* **Excerpt**

MTV2 Pop first reported quotas in 2003 and did so, as did its main channel MTV Germany, from January 2003 onwards. Market shares were reported for each month until the discontinuation in September 2005, but the discontinuation did not result in an annual market share for 2005, unlike 2003 and 2004.

In both 2003 and 2004, MTV2 Pop reached 0.3% of the total audience, 0.2% and 0.1% respectively below MTV Germany and 0.1% below VIVA Germany, against which MTV2 Pop was directly positioned.

From January 2003 to 11 September 2005, there were repeated fluctuations in market share. For example, a market share of 0.4% was achieved several times, while the lowest market share of 0.1% was achieved in September 2005. This is due to the fact that MTV2 Pop ceased broadcasting on 11 September 2005, which means that September 2005 as a whole cannot be taken into account.

==Sampler==
On 30 September 2002 (volume 1) and 14 April 2003 (volume 2), two CD compilations were released in cooperation with Polystar under the name MTV(2) Pop - Tophits Nonstop!. One CD consisted mainly of dance tracks, the much more poppy content of the second CD could be determined by internet users by voting.

* **Data listing**
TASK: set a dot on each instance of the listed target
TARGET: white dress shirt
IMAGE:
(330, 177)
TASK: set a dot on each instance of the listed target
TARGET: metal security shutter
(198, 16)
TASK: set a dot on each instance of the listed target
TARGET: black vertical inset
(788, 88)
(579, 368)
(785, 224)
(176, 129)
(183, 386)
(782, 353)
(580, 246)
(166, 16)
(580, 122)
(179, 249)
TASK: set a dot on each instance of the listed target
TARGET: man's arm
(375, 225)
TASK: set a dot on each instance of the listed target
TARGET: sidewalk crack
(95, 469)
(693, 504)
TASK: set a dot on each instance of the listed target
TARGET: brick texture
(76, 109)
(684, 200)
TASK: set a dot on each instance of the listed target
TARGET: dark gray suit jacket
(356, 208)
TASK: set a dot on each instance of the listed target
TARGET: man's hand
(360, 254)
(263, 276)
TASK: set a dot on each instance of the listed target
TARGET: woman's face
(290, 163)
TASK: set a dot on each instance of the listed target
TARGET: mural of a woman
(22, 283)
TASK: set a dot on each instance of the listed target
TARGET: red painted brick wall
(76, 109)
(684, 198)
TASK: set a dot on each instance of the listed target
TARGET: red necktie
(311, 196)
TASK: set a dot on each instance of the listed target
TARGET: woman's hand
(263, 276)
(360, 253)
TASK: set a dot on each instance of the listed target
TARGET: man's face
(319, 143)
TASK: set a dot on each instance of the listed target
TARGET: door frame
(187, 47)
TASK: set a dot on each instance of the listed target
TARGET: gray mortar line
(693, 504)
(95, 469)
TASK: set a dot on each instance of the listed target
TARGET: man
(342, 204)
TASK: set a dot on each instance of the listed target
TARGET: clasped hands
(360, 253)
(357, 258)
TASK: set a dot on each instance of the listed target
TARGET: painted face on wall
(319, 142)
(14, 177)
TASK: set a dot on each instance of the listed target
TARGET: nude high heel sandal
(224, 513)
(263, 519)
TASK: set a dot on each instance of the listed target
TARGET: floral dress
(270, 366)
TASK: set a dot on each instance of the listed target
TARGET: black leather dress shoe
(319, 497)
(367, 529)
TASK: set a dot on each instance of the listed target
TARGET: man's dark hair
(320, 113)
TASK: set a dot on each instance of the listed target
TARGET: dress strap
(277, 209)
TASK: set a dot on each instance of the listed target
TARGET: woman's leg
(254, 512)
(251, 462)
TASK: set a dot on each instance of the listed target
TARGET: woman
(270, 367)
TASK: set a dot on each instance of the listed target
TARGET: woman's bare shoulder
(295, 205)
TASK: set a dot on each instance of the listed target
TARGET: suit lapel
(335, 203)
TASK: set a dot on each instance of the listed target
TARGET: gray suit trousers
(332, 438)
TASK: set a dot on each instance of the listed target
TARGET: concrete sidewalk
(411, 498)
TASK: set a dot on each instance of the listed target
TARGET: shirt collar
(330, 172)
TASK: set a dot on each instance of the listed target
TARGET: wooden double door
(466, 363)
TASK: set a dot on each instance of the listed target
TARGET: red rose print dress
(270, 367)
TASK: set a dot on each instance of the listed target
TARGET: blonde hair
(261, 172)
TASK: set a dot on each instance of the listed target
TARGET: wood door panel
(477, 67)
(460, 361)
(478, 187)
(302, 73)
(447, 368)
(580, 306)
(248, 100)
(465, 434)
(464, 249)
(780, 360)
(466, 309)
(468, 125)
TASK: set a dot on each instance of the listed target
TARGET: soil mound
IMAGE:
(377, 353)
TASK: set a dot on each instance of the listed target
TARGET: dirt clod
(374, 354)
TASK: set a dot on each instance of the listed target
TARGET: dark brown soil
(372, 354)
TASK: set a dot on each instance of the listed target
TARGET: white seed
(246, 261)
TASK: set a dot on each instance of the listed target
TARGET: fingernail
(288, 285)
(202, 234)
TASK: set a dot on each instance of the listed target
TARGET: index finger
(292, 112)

* **Exercise brief**
How would the MTV2 Pop text go on after its last sentence? Write the next part. The entries have no connection to the MTV2 Pop text.

* **Answer box**
==Discontinuation==
Since Viacom became the market leader in music television in Germany in 2004 through the acquisition of VIVA Germany and VIVA Plus, all special formats on MTV2 Pop were cancelled. The reason given for this step was that the four programs were now to be made more widely available with differentiable formats. As a family-friendly program, MTV2 Pop occasionally recorded older videos in the program until it was discontinued. On 11 September 2005, MTV2 Pop was replaced by the children's channel Nickelodeon Germany, which started broadcasting after a 24-hour countdown.